__Texto extraído__.

------------------------------------------------------------

Publicado por primera vez en 1972, El necrófilo se agotó rápidamente y permaneció inencontrable hasta que ella misma volviera a relanzarlo en 1990, convencida de que «es uno de los textos más inquietantes de la literatura contemporánea».
Un anticuario, acostumbrado a vivir entre objetos vetustos, cuenta en forma de diario un año de sus sombríos encuentros con Henri, Suzanne, Teresa y otros muchos seres anónimos. Son jóvenes o viejos, fáciles de poseer o rebeldes. Pero todos tienen algo en común: la misma piel cetrina todavía algo tersa, el mismo color de cera, los mismos ojos entornados, los mismos labios mudos, el mismo olor a bómbice y el mismo sexo glacial. Porque es a los muertos a quienes ama, a quienes desea. Pero el suyo es un placer peligroso, un juego prohibido, maldito.
Gabrielle Wittkop.
Gabrielle Wittkop (Nantes, 1920-Frankfurt, 2002).
Su estilo rico y suntuoso, así como su temática, recuerdan a la obra del Marqués de Sade, de Lau-tréamont o de Edgar Allan Poe. Lectora precoz, a los 6 años ya disfrutaba de los clásicos franceses, a los 20 había leído toda la gran biblioteca paterna de su casa natal en Nantes, con una especial predilección por el siglo XVIII. Para entonces, Francia estaba ocupada por los nazis. La casualidad llevó a Gabrielle a conocer en París a un desertor alemán, homosexual, Justus Wittkop, con el que se casaría al terminar la guerra, un matrimonio que Gabrielle calificó como un «enlace intelectual». La pareja se instaló en Alemania donde Gabrielle residió hasta su muerte. Esta mujer asombrosa, viajera empedernida, que recorrió todos los rincones del mundo, que afirmaba su total ausencia de sentimientos religiosos, su disgusto por la familia y su desprecio por todo nacionalismo, se dará muerte a los 82 años, para evitar la terrible degeneración que le prometía un cáncer en fase avanzada. Es autora entre otras novelas de Cada día es un árbol que cae (Cabaret Voltaire, 2021), La mort de C.(1975), Sérénissime assassinat (2001), La marchande d’enfants (2003).
“Soy un hombre libre, y hay muy pocos de ellos hoy en día. Los hombres libres no son hombres de carrera”. Así se expresó Gabrielle Wittkop poco antes de suicidarse. Su género era hombre, había nacido mujer, fue periodista, publicista, no pisó jamás la escuela, y además de enseñarse a sí misma nunca creyó en una de las mayores religiones de la humanidad: el amor. La única relación duradera de su vida fue con su marido, con quien no se acostaba y cuya convivencia respondía a un contrato de conveniencia intelectual, según sus palabras. Tenía demasiado carácter para llevarse verdaderamente bien con nadie, y sobrada personalidad para que su escritura dejara indiferente. Por eso la primera novela que escribió tiene por protagonista a un necrófilo. Roba cadáveres de ambos sexos, seleccionados cuerpos que ama brevemente, justo antes de que comiencen a heder y arrojar fluidos.

------------------------------------------------------------

__Datos para analizar__.
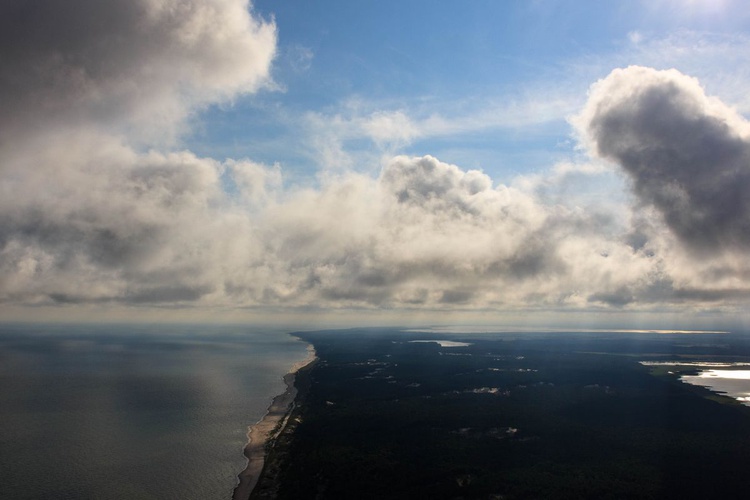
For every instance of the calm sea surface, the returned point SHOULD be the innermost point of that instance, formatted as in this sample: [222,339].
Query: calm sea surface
[123,412]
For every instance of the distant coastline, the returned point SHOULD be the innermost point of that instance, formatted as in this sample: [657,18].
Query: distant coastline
[267,429]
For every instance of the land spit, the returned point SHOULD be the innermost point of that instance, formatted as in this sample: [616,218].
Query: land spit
[262,435]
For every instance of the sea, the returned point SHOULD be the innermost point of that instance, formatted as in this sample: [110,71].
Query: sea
[124,412]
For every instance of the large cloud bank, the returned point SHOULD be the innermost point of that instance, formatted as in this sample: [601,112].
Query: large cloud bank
[97,208]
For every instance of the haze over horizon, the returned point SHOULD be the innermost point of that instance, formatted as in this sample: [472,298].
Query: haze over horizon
[560,163]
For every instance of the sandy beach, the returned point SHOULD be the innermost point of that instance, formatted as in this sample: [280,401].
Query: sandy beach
[267,429]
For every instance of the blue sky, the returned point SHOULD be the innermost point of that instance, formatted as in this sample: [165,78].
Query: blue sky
[512,72]
[572,162]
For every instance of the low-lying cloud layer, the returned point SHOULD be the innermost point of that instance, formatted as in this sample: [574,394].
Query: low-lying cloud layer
[89,215]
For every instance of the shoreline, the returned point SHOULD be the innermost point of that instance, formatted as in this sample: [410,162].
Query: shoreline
[267,429]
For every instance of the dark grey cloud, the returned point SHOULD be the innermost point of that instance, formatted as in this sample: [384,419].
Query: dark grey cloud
[687,154]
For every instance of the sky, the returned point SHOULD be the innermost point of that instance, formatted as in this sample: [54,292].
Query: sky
[573,163]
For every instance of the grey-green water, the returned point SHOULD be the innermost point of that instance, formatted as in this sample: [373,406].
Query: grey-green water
[118,412]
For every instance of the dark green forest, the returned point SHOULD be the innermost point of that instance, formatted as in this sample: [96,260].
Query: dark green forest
[511,416]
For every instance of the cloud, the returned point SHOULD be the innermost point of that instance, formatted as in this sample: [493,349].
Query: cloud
[687,154]
[135,65]
[98,207]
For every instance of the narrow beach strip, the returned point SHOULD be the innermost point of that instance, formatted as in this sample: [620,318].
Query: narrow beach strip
[266,429]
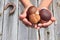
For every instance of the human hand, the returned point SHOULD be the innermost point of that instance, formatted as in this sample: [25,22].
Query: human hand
[23,16]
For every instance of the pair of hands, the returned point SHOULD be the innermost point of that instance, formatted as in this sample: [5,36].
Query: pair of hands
[23,18]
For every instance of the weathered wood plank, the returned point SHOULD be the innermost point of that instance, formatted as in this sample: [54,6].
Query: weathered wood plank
[25,33]
[10,23]
[43,31]
[33,33]
[51,29]
[22,29]
[56,9]
[1,17]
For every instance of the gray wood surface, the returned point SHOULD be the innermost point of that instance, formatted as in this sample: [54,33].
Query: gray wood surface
[10,23]
[25,33]
[11,28]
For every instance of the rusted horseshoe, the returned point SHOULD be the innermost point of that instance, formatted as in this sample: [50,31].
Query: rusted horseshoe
[10,5]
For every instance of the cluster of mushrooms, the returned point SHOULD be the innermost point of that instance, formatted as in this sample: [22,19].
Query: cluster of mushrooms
[35,18]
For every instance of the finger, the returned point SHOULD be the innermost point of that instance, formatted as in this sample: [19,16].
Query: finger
[40,25]
[53,19]
[27,22]
[35,26]
[48,23]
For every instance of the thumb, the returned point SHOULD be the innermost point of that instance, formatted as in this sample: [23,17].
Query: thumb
[22,16]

------------------------------------------------------------

__Orden de trabajo__.
Indica si cada afirmación coincide con el texto sobre Gabrielle Wittkop. Responde sí o no y copia textualmente las palabras del texto que lo deciden.
1. El necrófilo se publicó por primera vez en 1972.
2. Gabrielle Wittkop murió en Nantes.
3. En El necrófilo, un anticuario cuenta en forma de diario sus encuentros.

__Resultado de la tarea__.
1. Sí: «Publicado por primera vez en 1972».
2. No: «(Nantes, 1920-Frankfurt, 2002)».
3. Sí: «Un anticuario, acostumbrado a vivir entre objetos vetustos, cuenta en forma de diario un año de sus sombríos encuentros».